本文抜粋:
══════════════════════════════

加藤:還るべき共同体から切断されているという角度から山田風太郎を読んでゆくという視点は新鮮ですね。戦後の風太郎の日記は『戦中派焼け跡日記』などの書名で続々と刊行されています。共同体を媒介としない国家への愛は、もちろん戦前・戦中で終わりを遂げるのですが、自らの知見や認識という点で、戦前の日記と戦後の日記がシームレスにつながっている人ってすごく稀なのでは。風太郎の場合、個人と国家がちゃんと屹立するところまでいっているので、敗戦前後で変わらない、面白さを失わない。

個と国家がきれいに浮かび上がっている

奥泉さんもかつておっしゃっていましたが、『二十四の瞳』や『ビルマの竪琴』のはらむ問題性(*)、都合良く設定されてしまっている「人びとの帰っていくべき場所」の有無とつながります。風太郎は幼少期に、医者であった父を亡くし、愛する母は父の弟と結婚してしまうという不幸な生育環境がありました。

ただ彼の明るさの最後の一線は、東京の都会の中で、勤労動員に行った工場(沖電気)の主任の方と信頼関係を築くことができ、旧制東京医学専門学校の学生となってからは、一癖も二癖もある、熱意のある先生たちや同級生と学ぶことができた。友がいて師がいて、でも故郷がないというところで、先ほどの天皇観も含めたときに、個と国家がきれいに浮かび上がっているのが面白いですね。

(*)奥泉光の発言。「『二十四の瞳』も『ビルマの竪琴』も、人びとの帰っていくべき場所を用意しています。それは言うならば、幻想されたアジア的自然性とも言うべきものです」、川村湊ほか『戦争文学を読む』(朝日文庫、2008年)74頁。

══════════════════════════════

データ抜粋:
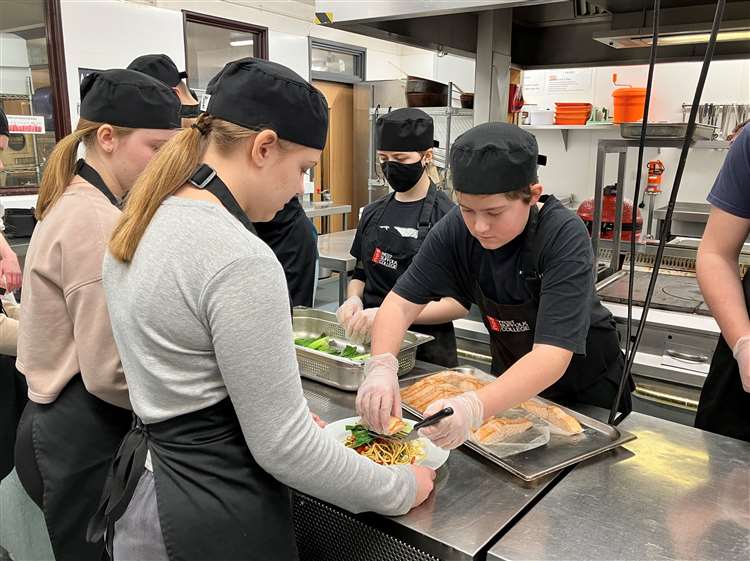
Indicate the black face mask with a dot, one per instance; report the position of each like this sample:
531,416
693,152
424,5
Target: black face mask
402,177
190,111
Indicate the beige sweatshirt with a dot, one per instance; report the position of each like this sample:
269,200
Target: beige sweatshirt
64,327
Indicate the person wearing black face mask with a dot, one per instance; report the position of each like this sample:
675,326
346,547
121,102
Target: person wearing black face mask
392,230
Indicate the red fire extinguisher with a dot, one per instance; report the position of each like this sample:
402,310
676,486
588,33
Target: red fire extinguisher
655,171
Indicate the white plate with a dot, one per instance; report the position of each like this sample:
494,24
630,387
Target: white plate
434,458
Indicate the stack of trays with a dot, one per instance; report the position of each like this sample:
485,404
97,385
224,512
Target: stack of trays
572,113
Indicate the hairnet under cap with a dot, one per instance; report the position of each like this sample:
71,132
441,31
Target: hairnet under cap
405,130
4,129
256,93
494,158
160,67
126,98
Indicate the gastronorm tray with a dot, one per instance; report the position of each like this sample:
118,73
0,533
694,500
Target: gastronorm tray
666,131
335,371
560,452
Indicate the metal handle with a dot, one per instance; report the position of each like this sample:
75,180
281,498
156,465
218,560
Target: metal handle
686,356
432,419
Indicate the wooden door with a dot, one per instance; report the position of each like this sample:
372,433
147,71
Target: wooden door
337,162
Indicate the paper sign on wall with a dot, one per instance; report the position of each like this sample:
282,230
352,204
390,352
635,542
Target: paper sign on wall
568,80
26,124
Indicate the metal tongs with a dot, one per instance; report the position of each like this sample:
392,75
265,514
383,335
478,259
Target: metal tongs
413,434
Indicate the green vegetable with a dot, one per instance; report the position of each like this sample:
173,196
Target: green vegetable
323,344
361,434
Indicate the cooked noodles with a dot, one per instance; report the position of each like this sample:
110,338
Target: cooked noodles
390,452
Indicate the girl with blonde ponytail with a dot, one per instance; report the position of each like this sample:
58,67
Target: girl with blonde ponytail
79,407
200,314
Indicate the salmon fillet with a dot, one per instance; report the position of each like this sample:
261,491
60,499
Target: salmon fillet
553,415
499,429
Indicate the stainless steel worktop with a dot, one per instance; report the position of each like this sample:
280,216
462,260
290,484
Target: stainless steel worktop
333,252
674,493
318,209
473,501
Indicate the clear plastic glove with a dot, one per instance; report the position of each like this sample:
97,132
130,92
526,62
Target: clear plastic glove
348,310
742,356
378,397
359,327
10,271
451,432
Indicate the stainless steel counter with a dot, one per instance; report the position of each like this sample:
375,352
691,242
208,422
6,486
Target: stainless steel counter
473,500
674,493
333,250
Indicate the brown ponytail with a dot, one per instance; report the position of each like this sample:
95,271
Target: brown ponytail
165,174
60,168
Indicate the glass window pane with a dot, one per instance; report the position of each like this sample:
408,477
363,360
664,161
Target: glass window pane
324,60
209,48
26,93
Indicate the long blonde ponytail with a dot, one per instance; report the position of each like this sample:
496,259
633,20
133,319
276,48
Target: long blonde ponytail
165,174
60,168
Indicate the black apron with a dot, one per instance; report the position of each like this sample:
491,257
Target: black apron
724,406
214,500
291,235
592,378
13,398
387,255
63,450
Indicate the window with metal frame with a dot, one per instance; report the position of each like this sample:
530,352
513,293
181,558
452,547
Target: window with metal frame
211,42
337,62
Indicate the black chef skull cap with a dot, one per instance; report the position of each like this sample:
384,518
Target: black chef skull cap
254,93
127,98
158,66
405,130
494,158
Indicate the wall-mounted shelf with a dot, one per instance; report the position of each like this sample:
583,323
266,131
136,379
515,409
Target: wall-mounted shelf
565,129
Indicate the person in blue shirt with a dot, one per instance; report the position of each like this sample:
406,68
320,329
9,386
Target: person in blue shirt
724,406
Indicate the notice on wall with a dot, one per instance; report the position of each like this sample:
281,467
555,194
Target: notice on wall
26,124
568,80
533,82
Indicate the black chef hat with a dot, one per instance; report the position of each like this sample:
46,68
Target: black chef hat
160,67
404,130
126,98
257,93
494,158
4,129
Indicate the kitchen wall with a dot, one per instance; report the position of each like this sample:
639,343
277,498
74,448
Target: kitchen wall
572,171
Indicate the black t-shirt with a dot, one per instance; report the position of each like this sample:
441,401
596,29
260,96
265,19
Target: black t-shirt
291,236
401,217
451,260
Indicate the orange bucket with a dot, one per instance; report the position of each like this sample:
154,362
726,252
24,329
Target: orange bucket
629,104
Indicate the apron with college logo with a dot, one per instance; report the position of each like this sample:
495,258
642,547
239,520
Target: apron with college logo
592,378
386,256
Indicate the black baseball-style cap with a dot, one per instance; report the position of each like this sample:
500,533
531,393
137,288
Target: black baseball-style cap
256,93
494,158
405,130
126,98
4,129
160,67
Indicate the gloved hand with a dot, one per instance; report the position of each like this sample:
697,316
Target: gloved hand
451,432
348,310
359,327
742,356
378,396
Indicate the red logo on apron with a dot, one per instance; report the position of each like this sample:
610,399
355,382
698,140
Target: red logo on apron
494,324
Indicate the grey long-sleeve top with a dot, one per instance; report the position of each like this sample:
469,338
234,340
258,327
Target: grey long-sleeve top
202,313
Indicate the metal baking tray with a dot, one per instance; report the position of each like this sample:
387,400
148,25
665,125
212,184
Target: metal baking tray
558,453
666,131
335,371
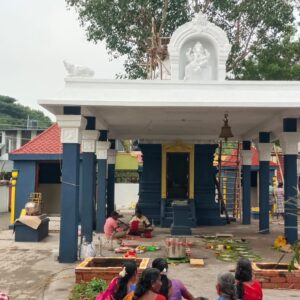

══════════════════════════════

本文への設問:
1 – 本文の次の一文を英語に訳してください。「風太郎は幼少期に、医者であった父を亡くし、愛する母は父の弟と結婚してしまうという不幸な生育環境がありました。」
2 – 本文によれば、風太郎が勤労動員で行った工場はどこのものでしたか。
3 – 本文から、「加藤:還るべき共同体から切断」で始まり「日文庫、2008年)74頁。」まで続く部分を、一字も変えずに引用してください。
エントリはこの作業に一切関係しません。

解答例:
1 – In his early childhood, Fūtarō lost his father, who was a doctor, and his beloved mother went on to marry his father's younger brother; he grew up in such unhappy circumstances.

2 – 沖電気の工場です。

3 –
加藤:還るべき共同体から切断されているという角度から山田風太郎を読んでゆくという視点は新鮮ですね。戦後の風太郎の日記は『戦中派焼け跡日記』などの書名で続々と刊行されています。共同体を媒介としない国家への愛は、もちろん戦前・戦中で終わりを遂げるのですが、自らの知見や認識という点で、戦前の日記と戦後の日記がシームレスにつながっている人ってすごく稀なのでは。風太郎の場合、個人と国家がちゃんと屹立するところまでいっているので、敗戦前後で変わらない、面白さを失わない。

個と国家がきれいに浮かび上がっている

奥泉さんもかつておっしゃっていましたが、『二十四の瞳』や『ビルマの竪琴』のはらむ問題性(*)、都合良く設定されてしまっている「人びとの帰っていくべき場所」の有無とつながります。風太郎は幼少期に、医者であった父を亡くし、愛する母は父の弟と結婚してしまうという不幸な生育環境がありました。

ただ彼の明るさの最後の一線は、東京の都会の中で、勤労動員に行った工場(沖電気)の主任の方と信頼関係を築くことができ、旧制東京医学専門学校の学生となってからは、一癖も二癖もある、熱意のある先生たちや同級生と学ぶことができた。友がいて師がいて、でも故郷がないというところで、先ほどの天皇観も含めたときに、個と国家がきれいに浮かび上がっているのが面白いですね。

(*)奥泉光の発言。「『二十四の瞳』も『ビルマの竪琴』も、人びとの帰っていくべき場所を用意しています。それは言うならば、幻想されたアジア的自然性とも言うべきものです」、川村湊ほか『戦争文学を読む』(朝日文庫、2008年)74頁。